WHAT THE TASK REQUIRES: Rewrite the items below as a two-column CSV with the headers text and answer. Give one row for each line of text with the coordinates that follow it, and put each value in a single quoted field with any line breaks replaced by spaces. Leave the pictures out.

DATA LINES:

══════

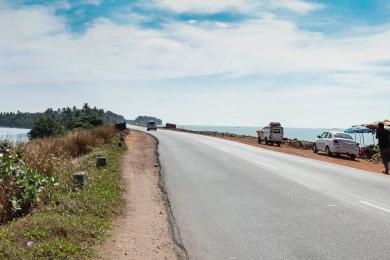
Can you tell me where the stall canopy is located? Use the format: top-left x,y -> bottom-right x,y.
344,125 -> 375,146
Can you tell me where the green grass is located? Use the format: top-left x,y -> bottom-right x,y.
0,140 -> 124,259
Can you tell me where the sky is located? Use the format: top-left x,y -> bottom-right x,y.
0,0 -> 390,128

══════

RESPONSE FOR THIS EXERCISE:
text,answer
"Can you tell me where the stall canopy is located? Use the format: top-left x,y -> bottom-right x,y.","344,125 -> 375,146"
"Can you tell me where the green grass is located? Use the format: top-left x,y -> bottom-right x,y.","0,140 -> 124,259"
"Can you tell me where the sky is located? Use the format: top-left x,y -> bottom-right x,y.","0,0 -> 390,128"